DATASET EXCERPTS start

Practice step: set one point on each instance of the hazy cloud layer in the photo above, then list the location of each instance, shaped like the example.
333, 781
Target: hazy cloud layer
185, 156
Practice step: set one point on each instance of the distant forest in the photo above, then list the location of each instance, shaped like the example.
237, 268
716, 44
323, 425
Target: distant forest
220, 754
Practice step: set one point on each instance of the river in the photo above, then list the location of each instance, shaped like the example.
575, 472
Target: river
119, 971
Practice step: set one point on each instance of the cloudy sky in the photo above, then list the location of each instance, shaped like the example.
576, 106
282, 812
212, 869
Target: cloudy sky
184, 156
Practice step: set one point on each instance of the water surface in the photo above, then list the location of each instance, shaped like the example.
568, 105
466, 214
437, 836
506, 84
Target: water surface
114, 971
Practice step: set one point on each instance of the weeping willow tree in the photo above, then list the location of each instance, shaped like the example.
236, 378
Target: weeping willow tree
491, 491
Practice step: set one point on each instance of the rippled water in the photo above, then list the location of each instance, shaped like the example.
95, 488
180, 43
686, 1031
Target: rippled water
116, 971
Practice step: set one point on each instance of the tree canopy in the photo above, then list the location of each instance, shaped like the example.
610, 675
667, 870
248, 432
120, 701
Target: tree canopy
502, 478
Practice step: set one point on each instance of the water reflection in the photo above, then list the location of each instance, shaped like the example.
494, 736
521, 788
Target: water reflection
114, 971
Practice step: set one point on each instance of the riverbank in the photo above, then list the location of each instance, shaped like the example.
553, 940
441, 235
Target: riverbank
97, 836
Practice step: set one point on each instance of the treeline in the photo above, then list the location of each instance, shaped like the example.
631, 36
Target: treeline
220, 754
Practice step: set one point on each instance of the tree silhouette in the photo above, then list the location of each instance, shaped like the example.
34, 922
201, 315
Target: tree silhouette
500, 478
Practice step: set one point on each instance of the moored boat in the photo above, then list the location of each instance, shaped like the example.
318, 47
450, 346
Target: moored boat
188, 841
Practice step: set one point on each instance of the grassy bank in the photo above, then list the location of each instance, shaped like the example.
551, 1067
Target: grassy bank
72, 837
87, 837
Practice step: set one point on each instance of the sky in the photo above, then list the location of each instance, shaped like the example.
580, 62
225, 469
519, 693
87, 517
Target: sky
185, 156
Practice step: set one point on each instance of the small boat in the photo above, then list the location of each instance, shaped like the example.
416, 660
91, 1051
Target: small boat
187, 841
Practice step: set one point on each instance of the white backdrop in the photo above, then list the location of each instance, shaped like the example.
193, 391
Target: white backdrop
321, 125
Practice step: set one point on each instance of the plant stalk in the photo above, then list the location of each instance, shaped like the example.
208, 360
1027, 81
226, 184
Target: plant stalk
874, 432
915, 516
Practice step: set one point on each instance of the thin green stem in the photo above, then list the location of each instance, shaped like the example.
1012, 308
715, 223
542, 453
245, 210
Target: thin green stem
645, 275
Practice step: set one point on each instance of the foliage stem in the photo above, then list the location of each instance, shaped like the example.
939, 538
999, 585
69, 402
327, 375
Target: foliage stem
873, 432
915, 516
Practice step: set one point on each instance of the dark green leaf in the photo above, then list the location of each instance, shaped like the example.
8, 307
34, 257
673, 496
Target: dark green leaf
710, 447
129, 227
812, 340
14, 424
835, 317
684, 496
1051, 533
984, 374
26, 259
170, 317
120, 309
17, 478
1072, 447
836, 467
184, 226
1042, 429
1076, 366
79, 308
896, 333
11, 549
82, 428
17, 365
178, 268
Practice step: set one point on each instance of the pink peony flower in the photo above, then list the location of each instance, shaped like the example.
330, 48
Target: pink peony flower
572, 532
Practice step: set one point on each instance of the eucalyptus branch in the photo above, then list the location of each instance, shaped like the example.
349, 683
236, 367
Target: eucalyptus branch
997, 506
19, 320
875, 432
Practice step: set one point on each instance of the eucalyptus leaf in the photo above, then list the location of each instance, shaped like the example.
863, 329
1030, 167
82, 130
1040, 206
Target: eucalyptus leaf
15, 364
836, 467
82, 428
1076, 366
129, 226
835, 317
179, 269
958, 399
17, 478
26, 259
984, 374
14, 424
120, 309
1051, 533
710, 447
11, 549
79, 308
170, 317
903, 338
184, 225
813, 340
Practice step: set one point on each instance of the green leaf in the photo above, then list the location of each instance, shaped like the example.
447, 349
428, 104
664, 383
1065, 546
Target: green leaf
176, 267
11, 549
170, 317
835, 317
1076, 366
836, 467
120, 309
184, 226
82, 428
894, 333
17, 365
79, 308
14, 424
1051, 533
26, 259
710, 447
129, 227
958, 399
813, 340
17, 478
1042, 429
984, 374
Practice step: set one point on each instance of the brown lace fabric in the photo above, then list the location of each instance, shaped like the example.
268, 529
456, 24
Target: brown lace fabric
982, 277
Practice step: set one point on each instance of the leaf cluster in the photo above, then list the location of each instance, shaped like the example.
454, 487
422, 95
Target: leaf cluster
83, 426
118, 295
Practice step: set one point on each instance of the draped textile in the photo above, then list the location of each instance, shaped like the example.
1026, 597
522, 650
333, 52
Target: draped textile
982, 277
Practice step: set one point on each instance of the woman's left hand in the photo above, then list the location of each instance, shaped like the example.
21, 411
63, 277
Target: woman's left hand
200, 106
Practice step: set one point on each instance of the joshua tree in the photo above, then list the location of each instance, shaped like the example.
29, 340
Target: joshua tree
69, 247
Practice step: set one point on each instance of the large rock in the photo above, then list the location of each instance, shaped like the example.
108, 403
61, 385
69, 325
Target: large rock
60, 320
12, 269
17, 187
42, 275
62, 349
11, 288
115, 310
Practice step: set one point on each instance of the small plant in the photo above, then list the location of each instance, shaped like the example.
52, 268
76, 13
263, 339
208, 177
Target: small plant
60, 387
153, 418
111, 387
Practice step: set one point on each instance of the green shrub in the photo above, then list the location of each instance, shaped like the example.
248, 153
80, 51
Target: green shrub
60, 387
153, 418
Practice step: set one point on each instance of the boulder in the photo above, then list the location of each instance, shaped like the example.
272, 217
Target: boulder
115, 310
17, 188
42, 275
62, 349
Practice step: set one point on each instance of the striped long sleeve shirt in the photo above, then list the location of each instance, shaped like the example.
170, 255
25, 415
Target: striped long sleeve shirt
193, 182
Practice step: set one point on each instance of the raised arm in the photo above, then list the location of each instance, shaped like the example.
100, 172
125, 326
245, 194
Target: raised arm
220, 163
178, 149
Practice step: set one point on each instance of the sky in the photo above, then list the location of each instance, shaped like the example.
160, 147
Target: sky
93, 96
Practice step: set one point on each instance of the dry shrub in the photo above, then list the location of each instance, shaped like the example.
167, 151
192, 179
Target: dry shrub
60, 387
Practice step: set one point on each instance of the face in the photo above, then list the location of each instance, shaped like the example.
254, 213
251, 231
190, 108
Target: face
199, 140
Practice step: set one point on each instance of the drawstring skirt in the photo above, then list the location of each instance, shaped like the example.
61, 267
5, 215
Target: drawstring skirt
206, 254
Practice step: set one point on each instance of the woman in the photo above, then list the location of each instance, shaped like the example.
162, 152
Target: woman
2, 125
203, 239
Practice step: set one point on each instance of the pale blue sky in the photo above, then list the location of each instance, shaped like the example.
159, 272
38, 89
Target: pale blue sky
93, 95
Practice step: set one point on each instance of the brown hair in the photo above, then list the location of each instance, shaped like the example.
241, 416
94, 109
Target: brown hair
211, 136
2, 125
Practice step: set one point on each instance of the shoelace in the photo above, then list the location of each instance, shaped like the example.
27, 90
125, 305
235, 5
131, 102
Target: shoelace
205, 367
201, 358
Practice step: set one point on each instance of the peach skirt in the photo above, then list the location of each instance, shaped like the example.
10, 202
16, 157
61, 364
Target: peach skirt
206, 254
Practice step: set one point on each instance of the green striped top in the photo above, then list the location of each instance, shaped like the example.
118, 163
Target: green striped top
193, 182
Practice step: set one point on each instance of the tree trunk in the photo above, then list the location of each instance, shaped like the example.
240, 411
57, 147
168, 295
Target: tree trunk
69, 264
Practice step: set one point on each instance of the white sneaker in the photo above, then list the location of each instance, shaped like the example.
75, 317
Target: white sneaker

DATASET EXCERPTS end

WORK TO COMPLETE.
Repeat only the lines running from the line that contains "the green striped" through the last line above, inclusive.

THE SOLUTION.
Practice step: set one point on each instance of the green striped top in the photo above, then list the location of each instance, shaped like the example.
118, 163
Target: green striped top
193, 182
Practice step: set one point on each instance of the tree trunk in the photo above, then list the location of each instance, shaped like the example.
240, 411
57, 147
168, 295
Target: tree trunk
69, 264
Practice step: set one point on each instance of the white sneaker in the photo above, then list the location of each instance, shaped like the example.
75, 317
Target: white sneaker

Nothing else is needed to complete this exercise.